Please return only the lines from the one holding "Target: bird's leg" through the one holding "Where can the thorny", exactly as they appear in the records below, both ends included.

::::::::

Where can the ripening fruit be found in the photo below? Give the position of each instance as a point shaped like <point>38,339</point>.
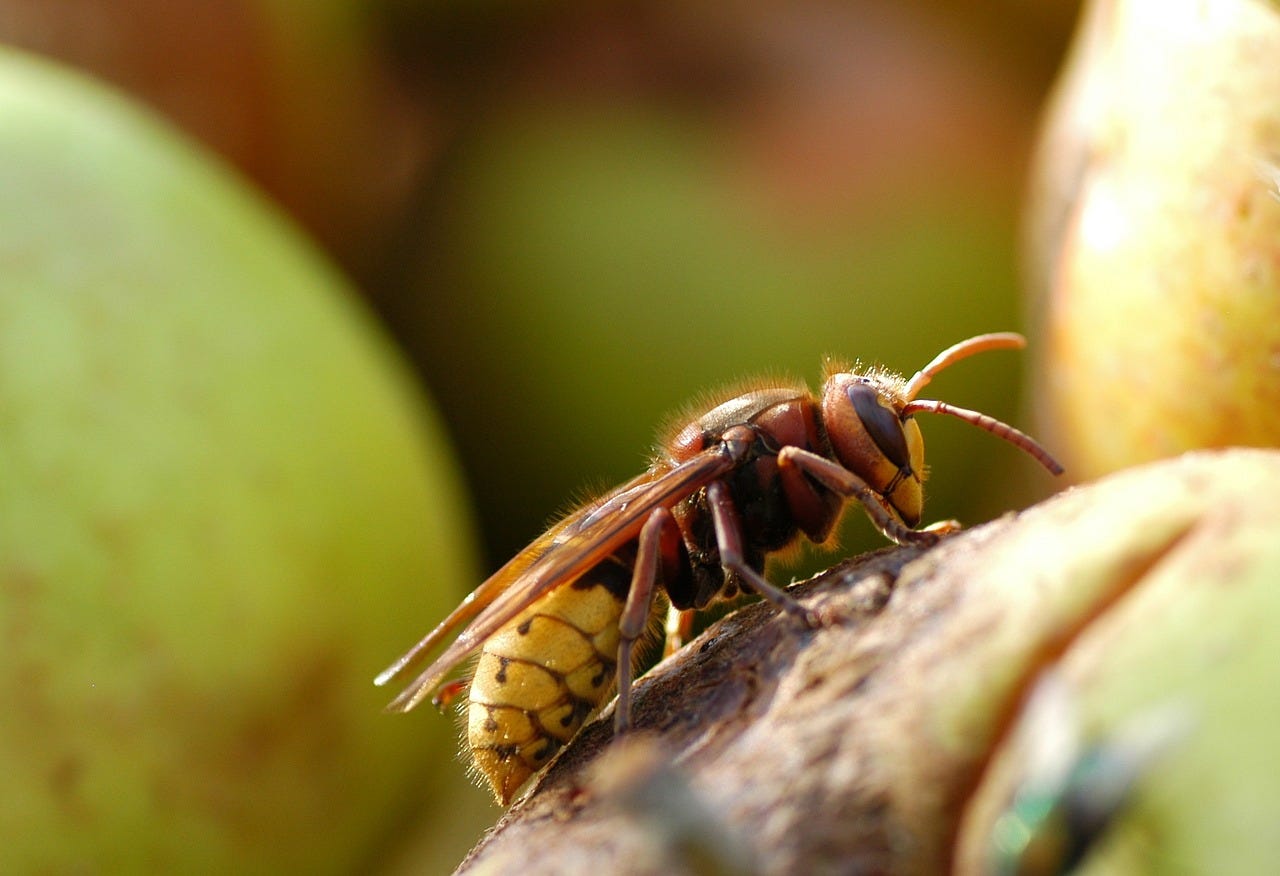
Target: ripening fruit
<point>219,502</point>
<point>1155,251</point>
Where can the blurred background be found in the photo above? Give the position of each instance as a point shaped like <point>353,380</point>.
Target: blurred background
<point>574,218</point>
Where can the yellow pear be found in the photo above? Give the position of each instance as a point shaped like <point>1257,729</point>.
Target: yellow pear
<point>1155,235</point>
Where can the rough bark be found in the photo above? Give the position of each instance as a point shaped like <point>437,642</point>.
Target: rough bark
<point>853,748</point>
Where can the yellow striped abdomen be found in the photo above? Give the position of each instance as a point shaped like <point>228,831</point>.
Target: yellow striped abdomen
<point>542,675</point>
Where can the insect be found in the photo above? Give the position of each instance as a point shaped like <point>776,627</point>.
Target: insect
<point>557,625</point>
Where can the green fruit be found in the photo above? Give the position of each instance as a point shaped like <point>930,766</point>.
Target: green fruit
<point>1156,235</point>
<point>223,509</point>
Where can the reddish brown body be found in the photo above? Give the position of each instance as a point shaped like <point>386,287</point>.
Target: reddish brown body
<point>735,484</point>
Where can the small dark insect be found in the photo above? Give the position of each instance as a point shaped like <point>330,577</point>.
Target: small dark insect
<point>556,626</point>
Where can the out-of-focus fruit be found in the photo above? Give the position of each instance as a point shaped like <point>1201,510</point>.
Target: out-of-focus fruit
<point>877,740</point>
<point>222,509</point>
<point>295,92</point>
<point>1155,235</point>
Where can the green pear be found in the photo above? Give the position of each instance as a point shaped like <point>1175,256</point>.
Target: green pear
<point>223,509</point>
<point>1155,235</point>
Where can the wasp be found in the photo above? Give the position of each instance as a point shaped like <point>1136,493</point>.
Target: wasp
<point>556,626</point>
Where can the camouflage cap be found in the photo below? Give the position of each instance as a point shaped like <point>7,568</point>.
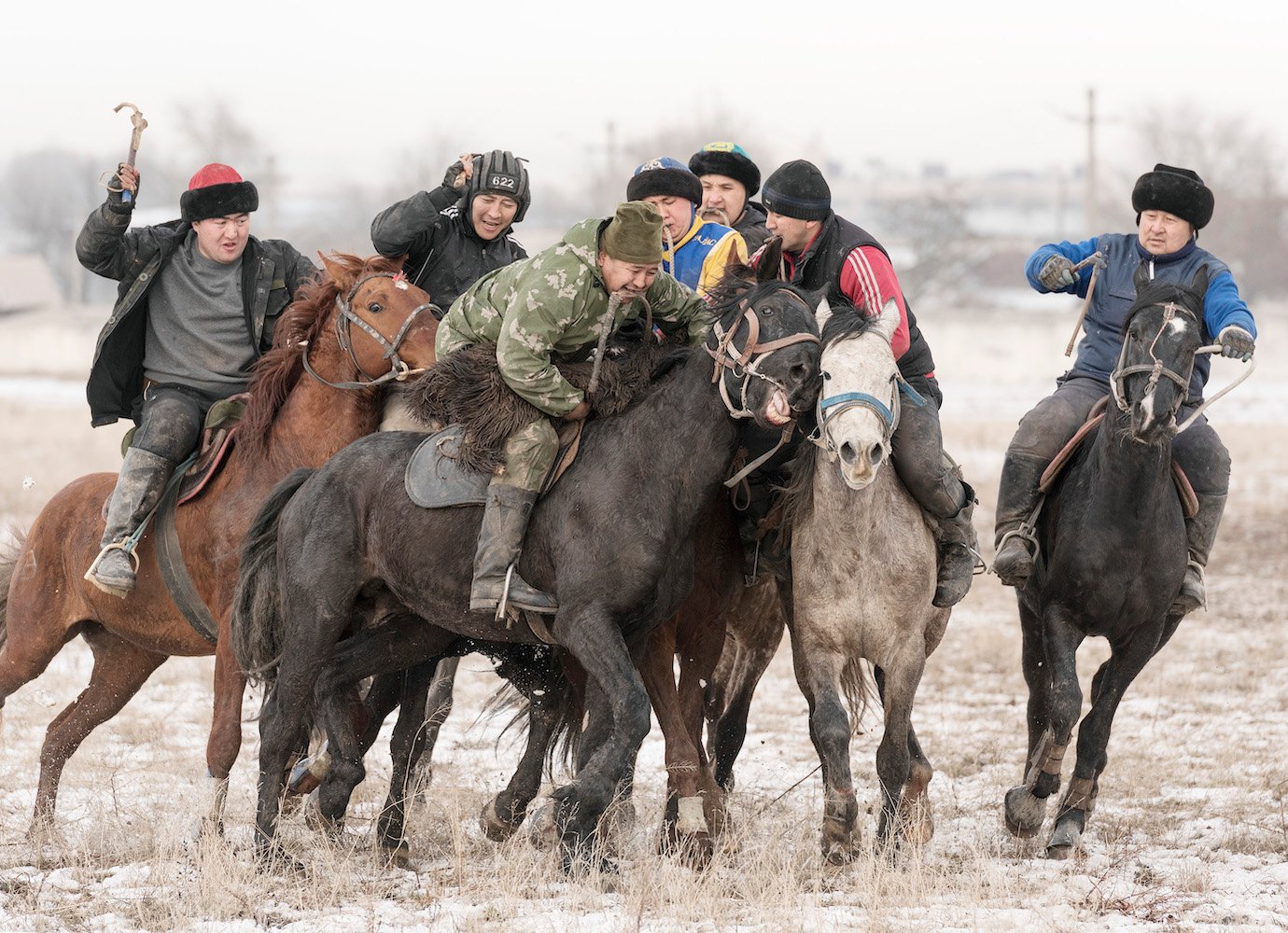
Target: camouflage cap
<point>634,234</point>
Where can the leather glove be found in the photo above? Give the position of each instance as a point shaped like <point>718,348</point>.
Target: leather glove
<point>1057,273</point>
<point>1237,343</point>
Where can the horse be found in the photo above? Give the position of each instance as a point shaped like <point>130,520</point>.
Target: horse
<point>290,421</point>
<point>863,577</point>
<point>339,549</point>
<point>1113,536</point>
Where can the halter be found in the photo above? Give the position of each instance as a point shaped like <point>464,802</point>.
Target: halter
<point>399,370</point>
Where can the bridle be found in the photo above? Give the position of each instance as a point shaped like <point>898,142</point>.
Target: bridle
<point>399,369</point>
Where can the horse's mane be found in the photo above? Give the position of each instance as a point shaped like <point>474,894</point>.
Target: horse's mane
<point>277,370</point>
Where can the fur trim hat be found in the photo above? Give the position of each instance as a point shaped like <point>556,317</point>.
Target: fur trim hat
<point>729,160</point>
<point>1176,190</point>
<point>797,189</point>
<point>634,234</point>
<point>667,176</point>
<point>217,190</point>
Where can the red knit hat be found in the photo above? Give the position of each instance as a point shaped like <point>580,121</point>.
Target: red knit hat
<point>217,190</point>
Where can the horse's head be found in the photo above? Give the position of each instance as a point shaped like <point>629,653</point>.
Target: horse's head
<point>765,348</point>
<point>394,336</point>
<point>1162,333</point>
<point>858,408</point>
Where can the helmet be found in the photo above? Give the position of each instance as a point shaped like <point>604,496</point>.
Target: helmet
<point>500,173</point>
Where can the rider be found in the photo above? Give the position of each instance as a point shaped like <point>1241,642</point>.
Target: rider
<point>695,250</point>
<point>196,306</point>
<point>1172,205</point>
<point>461,230</point>
<point>539,311</point>
<point>824,251</point>
<point>729,179</point>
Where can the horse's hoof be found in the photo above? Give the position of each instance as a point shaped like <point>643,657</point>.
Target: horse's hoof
<point>494,827</point>
<point>1024,813</point>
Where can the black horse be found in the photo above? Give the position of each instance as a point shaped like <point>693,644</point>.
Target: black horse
<point>1113,533</point>
<point>613,541</point>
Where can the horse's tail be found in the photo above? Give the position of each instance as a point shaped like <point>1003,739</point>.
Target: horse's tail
<point>9,552</point>
<point>860,691</point>
<point>257,620</point>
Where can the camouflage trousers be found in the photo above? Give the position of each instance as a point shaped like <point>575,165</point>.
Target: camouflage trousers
<point>528,453</point>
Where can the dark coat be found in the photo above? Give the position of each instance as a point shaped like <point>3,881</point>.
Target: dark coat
<point>272,273</point>
<point>444,255</point>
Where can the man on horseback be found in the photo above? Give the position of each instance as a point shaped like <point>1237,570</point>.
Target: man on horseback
<point>695,250</point>
<point>729,180</point>
<point>556,305</point>
<point>196,306</point>
<point>826,253</point>
<point>1172,205</point>
<point>461,230</point>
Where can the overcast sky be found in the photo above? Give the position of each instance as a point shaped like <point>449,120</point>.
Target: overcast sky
<point>348,89</point>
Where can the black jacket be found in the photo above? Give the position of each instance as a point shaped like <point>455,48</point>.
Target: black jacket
<point>444,255</point>
<point>272,273</point>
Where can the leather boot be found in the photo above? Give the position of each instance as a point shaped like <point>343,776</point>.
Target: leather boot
<point>505,519</point>
<point>1199,535</point>
<point>1016,498</point>
<point>959,552</point>
<point>138,491</point>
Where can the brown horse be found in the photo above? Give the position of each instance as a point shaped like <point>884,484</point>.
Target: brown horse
<point>290,423</point>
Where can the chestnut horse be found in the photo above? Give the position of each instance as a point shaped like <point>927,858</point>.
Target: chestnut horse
<point>290,423</point>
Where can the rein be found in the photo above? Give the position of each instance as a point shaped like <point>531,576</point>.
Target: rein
<point>399,369</point>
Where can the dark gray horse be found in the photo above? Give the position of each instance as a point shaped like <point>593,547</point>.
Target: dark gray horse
<point>613,541</point>
<point>1113,535</point>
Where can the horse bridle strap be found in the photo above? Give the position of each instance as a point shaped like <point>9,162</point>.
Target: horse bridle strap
<point>399,369</point>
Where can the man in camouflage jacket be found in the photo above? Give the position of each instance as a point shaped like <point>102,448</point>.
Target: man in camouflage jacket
<point>556,305</point>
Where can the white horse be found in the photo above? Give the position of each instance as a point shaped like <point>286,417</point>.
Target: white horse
<point>863,560</point>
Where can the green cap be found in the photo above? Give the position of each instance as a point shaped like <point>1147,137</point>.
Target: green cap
<point>634,234</point>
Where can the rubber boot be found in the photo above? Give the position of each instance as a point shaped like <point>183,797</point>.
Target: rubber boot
<point>1199,535</point>
<point>138,489</point>
<point>959,552</point>
<point>1016,498</point>
<point>505,519</point>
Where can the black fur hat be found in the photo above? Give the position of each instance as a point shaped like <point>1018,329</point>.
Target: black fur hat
<point>217,190</point>
<point>1176,190</point>
<point>664,175</point>
<point>729,160</point>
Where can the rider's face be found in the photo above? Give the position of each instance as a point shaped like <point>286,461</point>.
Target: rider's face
<point>630,277</point>
<point>223,240</point>
<point>1162,233</point>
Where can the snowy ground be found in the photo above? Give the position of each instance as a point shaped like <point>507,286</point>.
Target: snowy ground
<point>1190,833</point>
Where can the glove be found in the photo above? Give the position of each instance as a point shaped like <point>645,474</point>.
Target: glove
<point>1237,343</point>
<point>1057,274</point>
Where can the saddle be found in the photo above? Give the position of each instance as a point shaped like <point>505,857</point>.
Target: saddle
<point>1189,501</point>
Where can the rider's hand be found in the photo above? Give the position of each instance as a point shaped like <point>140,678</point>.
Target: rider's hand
<point>1057,273</point>
<point>1237,343</point>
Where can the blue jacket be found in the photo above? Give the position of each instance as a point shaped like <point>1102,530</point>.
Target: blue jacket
<point>1115,292</point>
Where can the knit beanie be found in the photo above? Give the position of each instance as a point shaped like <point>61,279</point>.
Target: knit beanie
<point>729,160</point>
<point>217,190</point>
<point>634,234</point>
<point>797,189</point>
<point>667,176</point>
<point>1176,190</point>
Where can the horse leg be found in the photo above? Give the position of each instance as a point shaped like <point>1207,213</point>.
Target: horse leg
<point>224,740</point>
<point>818,672</point>
<point>1107,691</point>
<point>1024,808</point>
<point>598,647</point>
<point>120,668</point>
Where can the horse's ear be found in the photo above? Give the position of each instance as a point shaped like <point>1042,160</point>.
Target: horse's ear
<point>769,258</point>
<point>1140,278</point>
<point>889,321</point>
<point>823,313</point>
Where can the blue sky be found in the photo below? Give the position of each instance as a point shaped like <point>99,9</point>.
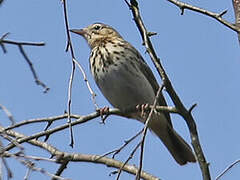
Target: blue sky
<point>200,56</point>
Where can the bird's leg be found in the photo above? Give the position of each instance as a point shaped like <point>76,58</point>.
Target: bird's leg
<point>103,111</point>
<point>142,108</point>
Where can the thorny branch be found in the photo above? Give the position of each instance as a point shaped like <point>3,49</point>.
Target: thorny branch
<point>185,113</point>
<point>20,46</point>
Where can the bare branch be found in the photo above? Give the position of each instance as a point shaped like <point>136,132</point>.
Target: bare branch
<point>217,16</point>
<point>170,90</point>
<point>69,45</point>
<point>145,131</point>
<point>227,169</point>
<point>8,113</point>
<point>76,157</point>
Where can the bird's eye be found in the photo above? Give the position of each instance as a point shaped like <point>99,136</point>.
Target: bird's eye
<point>97,27</point>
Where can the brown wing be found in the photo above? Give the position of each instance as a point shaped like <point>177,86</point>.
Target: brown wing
<point>150,77</point>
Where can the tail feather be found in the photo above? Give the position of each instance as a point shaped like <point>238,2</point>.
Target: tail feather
<point>176,145</point>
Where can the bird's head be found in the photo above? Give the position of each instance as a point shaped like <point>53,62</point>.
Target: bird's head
<point>97,34</point>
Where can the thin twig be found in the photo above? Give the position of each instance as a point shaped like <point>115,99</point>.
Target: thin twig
<point>170,90</point>
<point>77,157</point>
<point>128,159</point>
<point>118,150</point>
<point>69,44</point>
<point>8,113</point>
<point>217,16</point>
<point>61,169</point>
<point>38,82</point>
<point>227,169</point>
<point>40,120</point>
<point>145,132</point>
<point>87,83</point>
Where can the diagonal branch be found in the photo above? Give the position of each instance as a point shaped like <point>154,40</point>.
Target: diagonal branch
<point>77,157</point>
<point>185,113</point>
<point>217,16</point>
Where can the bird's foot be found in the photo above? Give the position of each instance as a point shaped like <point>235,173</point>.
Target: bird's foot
<point>103,111</point>
<point>142,108</point>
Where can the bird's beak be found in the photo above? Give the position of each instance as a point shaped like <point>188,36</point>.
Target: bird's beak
<point>81,32</point>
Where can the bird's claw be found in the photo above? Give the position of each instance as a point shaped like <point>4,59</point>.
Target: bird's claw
<point>142,108</point>
<point>103,111</point>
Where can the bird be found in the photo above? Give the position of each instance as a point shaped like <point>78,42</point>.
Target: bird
<point>125,79</point>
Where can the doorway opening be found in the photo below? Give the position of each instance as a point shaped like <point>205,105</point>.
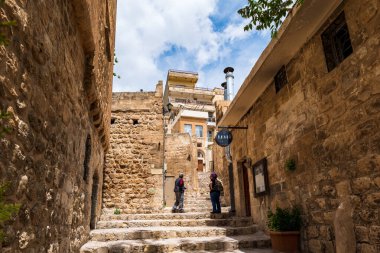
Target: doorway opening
<point>245,198</point>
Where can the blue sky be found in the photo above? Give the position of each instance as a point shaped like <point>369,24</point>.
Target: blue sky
<point>204,36</point>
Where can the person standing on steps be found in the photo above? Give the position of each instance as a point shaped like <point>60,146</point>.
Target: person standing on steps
<point>179,190</point>
<point>216,189</point>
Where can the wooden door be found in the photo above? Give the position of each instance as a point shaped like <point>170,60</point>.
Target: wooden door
<point>246,192</point>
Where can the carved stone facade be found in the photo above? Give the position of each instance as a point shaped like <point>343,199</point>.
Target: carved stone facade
<point>328,122</point>
<point>56,80</point>
<point>133,175</point>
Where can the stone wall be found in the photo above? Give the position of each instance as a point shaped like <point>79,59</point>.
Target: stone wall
<point>329,123</point>
<point>55,78</point>
<point>133,175</point>
<point>181,156</point>
<point>219,154</point>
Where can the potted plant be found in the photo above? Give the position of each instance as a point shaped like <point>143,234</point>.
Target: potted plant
<point>284,226</point>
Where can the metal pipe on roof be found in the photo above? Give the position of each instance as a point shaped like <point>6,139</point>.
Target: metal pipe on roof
<point>230,82</point>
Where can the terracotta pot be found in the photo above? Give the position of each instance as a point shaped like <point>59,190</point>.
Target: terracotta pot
<point>285,241</point>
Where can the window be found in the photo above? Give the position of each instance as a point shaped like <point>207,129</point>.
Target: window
<point>87,157</point>
<point>336,42</point>
<point>199,131</point>
<point>188,128</point>
<point>280,79</point>
<point>209,136</point>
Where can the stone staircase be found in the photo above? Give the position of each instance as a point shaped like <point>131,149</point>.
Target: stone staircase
<point>196,230</point>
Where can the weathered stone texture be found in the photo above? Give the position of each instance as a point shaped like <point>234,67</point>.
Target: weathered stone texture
<point>219,155</point>
<point>55,78</point>
<point>329,123</point>
<point>181,156</point>
<point>131,183</point>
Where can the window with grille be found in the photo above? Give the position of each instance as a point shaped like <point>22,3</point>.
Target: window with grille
<point>336,42</point>
<point>188,128</point>
<point>199,131</point>
<point>280,79</point>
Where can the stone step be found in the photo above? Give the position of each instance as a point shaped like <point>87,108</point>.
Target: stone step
<point>165,216</point>
<point>232,222</point>
<point>114,234</point>
<point>234,251</point>
<point>205,208</point>
<point>216,244</point>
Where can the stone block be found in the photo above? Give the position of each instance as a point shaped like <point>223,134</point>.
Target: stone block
<point>312,232</point>
<point>362,234</point>
<point>374,234</point>
<point>315,246</point>
<point>366,248</point>
<point>373,199</point>
<point>361,185</point>
<point>343,188</point>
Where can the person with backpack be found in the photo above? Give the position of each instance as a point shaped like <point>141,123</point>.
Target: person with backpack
<point>179,190</point>
<point>216,189</point>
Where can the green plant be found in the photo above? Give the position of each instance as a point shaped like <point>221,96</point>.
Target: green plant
<point>290,165</point>
<point>6,210</point>
<point>287,219</point>
<point>3,24</point>
<point>266,14</point>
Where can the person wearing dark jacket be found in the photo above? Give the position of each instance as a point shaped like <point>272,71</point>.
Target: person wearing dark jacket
<point>179,190</point>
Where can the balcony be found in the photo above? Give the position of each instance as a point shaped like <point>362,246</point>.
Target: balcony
<point>201,93</point>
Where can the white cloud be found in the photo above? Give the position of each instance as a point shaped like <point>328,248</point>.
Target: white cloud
<point>148,30</point>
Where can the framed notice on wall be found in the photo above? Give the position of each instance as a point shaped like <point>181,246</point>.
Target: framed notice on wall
<point>260,177</point>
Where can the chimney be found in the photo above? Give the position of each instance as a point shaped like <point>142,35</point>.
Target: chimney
<point>230,82</point>
<point>224,85</point>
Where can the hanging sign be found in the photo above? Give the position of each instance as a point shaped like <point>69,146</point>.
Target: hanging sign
<point>223,138</point>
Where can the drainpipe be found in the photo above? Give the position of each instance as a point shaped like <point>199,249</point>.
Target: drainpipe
<point>225,94</point>
<point>230,82</point>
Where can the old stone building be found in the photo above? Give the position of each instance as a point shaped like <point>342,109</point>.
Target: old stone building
<point>133,180</point>
<point>180,156</point>
<point>193,112</point>
<point>313,97</point>
<point>55,80</point>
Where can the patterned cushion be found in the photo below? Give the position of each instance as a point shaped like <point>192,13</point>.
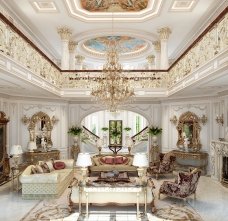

::::::::

### Solution to this task
Target: bird's leg
<point>103,111</point>
<point>142,108</point>
Where can the thorny branch be found in the photo above? Give the position of each instance as a point shaped like <point>3,49</point>.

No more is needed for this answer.